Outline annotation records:
[start]
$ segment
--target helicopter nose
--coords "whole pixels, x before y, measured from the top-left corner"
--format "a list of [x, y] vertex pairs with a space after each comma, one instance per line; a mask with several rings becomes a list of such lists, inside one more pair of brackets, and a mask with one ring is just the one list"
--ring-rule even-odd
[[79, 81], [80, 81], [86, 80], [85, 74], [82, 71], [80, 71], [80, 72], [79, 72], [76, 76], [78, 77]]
[end]
» **To do**:
Please edit the records so that "whole pixels" becomes "integer pixels" everywhere it occurs, leaving everything else as it is.

» **Full solution**:
$ segment
--target helicopter nose
--coords "integer pixels, x before y, measured from the top-left corner"
--format "a list of [x, y] vertex pairs with a space after each comma, one instance per line; a mask with several rings becomes a list of such lists, inside one more pair of brackets, and a mask with one ring is just the one list"
--ring-rule even-odd
[[79, 81], [80, 81], [86, 80], [85, 74], [82, 71], [80, 71], [80, 72], [79, 72], [76, 76], [78, 77]]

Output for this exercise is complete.